____ Supplied data
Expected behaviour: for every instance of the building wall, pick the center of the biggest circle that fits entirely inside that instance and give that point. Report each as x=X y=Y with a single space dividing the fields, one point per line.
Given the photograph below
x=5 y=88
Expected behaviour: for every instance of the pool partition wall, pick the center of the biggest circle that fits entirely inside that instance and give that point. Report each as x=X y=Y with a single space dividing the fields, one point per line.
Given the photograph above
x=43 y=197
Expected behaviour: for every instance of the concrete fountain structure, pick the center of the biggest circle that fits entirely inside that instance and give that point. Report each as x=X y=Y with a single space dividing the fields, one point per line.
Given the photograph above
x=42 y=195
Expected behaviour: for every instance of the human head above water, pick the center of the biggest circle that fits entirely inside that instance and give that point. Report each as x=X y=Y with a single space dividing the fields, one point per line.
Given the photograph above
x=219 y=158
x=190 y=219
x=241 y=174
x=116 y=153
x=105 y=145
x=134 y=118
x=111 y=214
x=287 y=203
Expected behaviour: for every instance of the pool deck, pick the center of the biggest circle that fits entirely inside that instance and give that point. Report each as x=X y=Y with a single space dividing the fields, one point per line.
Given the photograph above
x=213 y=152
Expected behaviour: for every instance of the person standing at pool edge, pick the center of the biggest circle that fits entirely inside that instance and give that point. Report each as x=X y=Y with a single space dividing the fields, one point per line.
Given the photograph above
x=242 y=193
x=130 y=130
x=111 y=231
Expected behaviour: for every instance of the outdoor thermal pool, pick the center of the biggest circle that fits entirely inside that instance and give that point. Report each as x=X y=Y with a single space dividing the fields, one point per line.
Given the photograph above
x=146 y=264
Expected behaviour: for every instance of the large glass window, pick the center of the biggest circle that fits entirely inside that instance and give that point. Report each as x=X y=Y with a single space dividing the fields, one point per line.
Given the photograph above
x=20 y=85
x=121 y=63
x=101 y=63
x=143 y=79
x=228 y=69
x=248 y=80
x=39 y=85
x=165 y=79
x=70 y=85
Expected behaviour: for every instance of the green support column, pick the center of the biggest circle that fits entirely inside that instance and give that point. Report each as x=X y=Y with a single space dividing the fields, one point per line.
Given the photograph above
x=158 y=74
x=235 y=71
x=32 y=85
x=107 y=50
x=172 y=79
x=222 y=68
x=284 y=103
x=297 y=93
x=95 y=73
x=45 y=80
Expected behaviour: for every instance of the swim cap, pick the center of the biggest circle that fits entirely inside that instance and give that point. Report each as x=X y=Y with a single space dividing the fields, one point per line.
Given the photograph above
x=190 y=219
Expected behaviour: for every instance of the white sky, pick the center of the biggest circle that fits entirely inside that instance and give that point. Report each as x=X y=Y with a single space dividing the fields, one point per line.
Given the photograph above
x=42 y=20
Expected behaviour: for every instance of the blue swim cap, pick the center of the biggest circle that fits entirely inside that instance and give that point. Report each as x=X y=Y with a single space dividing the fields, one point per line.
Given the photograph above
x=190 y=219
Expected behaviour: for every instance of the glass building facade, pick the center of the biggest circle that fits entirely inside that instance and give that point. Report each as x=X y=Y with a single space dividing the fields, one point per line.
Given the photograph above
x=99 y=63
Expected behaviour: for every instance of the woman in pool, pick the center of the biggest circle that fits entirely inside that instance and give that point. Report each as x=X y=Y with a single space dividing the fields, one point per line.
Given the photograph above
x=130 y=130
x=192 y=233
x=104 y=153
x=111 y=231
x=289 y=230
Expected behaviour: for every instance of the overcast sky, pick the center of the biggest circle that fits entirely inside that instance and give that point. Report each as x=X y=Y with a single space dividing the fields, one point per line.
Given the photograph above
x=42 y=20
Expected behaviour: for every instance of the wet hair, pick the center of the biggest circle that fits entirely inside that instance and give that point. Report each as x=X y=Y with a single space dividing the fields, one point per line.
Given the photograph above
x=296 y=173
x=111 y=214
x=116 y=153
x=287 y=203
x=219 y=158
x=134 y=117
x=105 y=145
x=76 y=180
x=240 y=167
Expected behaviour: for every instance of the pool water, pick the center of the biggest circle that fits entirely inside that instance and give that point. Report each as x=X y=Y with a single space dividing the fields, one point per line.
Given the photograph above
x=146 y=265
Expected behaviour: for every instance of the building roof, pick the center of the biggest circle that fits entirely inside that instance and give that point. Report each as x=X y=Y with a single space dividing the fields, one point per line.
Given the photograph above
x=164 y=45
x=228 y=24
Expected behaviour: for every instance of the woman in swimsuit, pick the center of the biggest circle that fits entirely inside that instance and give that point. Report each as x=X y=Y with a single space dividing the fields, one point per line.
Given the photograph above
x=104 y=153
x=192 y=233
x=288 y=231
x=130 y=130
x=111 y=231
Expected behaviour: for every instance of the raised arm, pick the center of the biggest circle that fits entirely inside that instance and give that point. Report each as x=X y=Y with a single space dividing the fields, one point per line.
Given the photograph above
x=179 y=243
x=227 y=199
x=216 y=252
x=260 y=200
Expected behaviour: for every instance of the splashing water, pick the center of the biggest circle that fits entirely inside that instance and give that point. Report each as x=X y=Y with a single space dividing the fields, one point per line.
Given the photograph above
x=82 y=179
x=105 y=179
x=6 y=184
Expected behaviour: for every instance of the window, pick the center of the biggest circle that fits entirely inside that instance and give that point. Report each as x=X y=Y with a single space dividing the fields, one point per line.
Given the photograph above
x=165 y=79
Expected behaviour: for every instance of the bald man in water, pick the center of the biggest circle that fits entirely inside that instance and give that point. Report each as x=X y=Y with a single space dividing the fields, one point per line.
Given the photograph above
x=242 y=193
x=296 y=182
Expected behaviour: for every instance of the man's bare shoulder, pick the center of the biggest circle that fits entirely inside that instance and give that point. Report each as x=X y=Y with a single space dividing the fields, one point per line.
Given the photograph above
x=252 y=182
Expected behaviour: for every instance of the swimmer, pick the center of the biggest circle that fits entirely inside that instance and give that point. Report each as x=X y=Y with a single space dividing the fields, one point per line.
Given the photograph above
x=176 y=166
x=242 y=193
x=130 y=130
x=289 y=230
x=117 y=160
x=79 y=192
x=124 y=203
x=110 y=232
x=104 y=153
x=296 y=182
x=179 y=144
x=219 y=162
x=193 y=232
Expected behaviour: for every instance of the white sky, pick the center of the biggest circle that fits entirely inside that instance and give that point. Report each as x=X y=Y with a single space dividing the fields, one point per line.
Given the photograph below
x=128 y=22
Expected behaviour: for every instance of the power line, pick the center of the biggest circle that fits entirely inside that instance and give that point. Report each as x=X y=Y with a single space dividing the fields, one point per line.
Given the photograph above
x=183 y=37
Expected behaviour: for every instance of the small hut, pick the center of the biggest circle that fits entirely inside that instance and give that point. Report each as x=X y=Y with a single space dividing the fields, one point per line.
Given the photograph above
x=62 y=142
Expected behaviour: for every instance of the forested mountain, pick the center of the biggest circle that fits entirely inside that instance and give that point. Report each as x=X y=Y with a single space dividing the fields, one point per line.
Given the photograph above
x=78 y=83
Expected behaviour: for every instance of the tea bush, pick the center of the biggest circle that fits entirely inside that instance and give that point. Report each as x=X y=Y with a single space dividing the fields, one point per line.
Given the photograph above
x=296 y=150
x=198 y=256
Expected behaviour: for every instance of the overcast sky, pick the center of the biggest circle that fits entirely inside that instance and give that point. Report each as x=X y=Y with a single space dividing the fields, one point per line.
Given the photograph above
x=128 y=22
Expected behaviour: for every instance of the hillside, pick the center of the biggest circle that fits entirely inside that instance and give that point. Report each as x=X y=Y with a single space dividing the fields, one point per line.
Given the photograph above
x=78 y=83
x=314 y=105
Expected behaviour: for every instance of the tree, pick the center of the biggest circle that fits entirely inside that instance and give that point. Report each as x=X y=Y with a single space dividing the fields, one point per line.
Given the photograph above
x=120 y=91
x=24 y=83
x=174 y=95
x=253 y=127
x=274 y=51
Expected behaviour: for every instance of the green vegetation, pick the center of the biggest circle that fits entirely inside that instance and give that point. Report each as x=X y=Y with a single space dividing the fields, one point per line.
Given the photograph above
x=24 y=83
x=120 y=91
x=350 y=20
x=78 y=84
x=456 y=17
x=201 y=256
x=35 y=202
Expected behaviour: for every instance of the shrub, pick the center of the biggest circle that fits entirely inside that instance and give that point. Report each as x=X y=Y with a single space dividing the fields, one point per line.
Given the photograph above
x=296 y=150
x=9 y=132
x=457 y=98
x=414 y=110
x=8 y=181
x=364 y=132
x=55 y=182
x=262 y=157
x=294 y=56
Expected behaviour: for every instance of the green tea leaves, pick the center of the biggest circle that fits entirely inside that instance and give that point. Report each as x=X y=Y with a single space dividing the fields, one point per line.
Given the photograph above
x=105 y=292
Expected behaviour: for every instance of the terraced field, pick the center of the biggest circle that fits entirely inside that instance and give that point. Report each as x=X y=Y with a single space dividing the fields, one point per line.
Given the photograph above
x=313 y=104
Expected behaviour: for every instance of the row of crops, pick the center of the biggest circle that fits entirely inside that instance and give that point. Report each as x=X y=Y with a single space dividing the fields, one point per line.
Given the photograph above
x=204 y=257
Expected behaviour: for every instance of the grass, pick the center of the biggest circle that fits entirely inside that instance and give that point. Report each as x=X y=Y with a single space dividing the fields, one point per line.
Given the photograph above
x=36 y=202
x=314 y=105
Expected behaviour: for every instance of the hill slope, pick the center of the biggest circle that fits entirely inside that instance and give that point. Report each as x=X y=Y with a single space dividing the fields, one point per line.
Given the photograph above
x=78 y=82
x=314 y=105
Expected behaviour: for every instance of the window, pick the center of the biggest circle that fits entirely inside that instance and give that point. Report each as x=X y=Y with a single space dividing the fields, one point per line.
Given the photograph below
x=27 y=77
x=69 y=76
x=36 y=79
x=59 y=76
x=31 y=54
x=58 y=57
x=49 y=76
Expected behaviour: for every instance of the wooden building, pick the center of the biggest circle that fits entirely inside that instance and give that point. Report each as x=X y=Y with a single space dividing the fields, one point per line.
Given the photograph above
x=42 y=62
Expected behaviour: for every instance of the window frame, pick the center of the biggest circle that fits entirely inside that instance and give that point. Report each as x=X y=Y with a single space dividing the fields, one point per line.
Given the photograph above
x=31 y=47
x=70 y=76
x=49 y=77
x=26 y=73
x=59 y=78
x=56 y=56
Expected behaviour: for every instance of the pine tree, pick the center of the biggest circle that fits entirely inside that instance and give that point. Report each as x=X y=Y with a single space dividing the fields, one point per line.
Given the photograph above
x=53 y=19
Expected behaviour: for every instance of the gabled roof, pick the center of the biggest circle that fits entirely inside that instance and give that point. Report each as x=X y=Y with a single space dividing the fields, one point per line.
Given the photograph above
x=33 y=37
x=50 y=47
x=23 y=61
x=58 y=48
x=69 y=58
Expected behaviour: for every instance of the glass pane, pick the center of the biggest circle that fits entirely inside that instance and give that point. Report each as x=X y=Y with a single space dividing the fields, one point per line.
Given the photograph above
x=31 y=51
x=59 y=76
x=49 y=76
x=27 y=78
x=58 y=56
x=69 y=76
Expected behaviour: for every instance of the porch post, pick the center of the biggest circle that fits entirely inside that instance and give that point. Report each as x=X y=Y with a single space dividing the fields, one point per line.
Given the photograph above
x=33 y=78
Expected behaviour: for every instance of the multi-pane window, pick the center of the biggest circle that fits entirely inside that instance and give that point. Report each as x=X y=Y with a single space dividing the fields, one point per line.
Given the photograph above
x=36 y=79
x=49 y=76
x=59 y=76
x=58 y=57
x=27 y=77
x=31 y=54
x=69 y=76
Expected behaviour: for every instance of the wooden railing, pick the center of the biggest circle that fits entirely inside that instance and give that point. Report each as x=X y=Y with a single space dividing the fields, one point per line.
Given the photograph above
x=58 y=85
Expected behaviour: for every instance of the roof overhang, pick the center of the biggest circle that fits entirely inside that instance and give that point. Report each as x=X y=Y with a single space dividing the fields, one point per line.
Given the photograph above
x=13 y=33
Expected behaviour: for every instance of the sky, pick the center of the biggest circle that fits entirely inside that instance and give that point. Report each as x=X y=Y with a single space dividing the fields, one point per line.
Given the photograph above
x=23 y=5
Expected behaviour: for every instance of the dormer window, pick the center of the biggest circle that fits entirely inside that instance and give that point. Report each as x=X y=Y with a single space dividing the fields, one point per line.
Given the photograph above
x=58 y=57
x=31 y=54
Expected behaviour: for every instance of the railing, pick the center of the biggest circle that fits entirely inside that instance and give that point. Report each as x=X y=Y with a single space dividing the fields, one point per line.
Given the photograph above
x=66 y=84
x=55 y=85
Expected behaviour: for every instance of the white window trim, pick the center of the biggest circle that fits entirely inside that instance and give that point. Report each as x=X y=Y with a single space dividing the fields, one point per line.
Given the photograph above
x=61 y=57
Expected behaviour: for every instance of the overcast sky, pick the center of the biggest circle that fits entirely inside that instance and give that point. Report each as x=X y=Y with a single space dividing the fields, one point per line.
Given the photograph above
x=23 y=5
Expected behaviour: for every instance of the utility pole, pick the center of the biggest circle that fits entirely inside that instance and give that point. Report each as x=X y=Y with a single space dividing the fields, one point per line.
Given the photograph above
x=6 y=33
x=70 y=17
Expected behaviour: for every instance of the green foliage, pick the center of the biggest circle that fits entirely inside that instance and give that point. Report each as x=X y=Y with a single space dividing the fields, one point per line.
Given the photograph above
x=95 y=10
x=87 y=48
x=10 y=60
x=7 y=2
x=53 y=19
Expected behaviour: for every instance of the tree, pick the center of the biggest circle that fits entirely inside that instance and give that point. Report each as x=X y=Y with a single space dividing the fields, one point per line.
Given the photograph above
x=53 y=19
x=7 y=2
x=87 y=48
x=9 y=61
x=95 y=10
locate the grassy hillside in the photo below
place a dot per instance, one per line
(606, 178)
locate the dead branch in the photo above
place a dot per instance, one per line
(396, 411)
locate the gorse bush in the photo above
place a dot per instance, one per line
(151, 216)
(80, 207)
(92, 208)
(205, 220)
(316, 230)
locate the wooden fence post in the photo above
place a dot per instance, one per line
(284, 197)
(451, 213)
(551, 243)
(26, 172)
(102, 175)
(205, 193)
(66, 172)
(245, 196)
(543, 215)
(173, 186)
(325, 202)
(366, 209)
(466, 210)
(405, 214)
________
**Your goal**
Reproduce the lines of the entries verbatim, starting at the line that contains "Expected behaviour: for every instance of the concrete" and ending at the line that contains "x=213 y=152", with both of those lines included.

**The reply**
Expected behaviour: for every instance of the concrete fountain structure, pick the center of the biggest circle that fits entirely inside that instance and give that point. Report each as x=X y=Y with a single space dividing the fields, one point per line.
Given the photograph above
x=42 y=195
Expected behaviour: for every instance of the human head above water, pick the center of the biggest circle that fits entirely inside that instance and give that point. Report each as x=X y=Y with a single space dividing the fields, one point per line.
Given the photograph above
x=219 y=158
x=190 y=219
x=241 y=174
x=116 y=153
x=105 y=145
x=134 y=118
x=111 y=214
x=287 y=203
Expected behaviour: for every instance of the pool deck, pick the center of the biggest circle that fits entirely inside that instance and give that point. Report each as x=X y=Y with a single space dividing the fields, one point per line.
Given the photograph above
x=213 y=152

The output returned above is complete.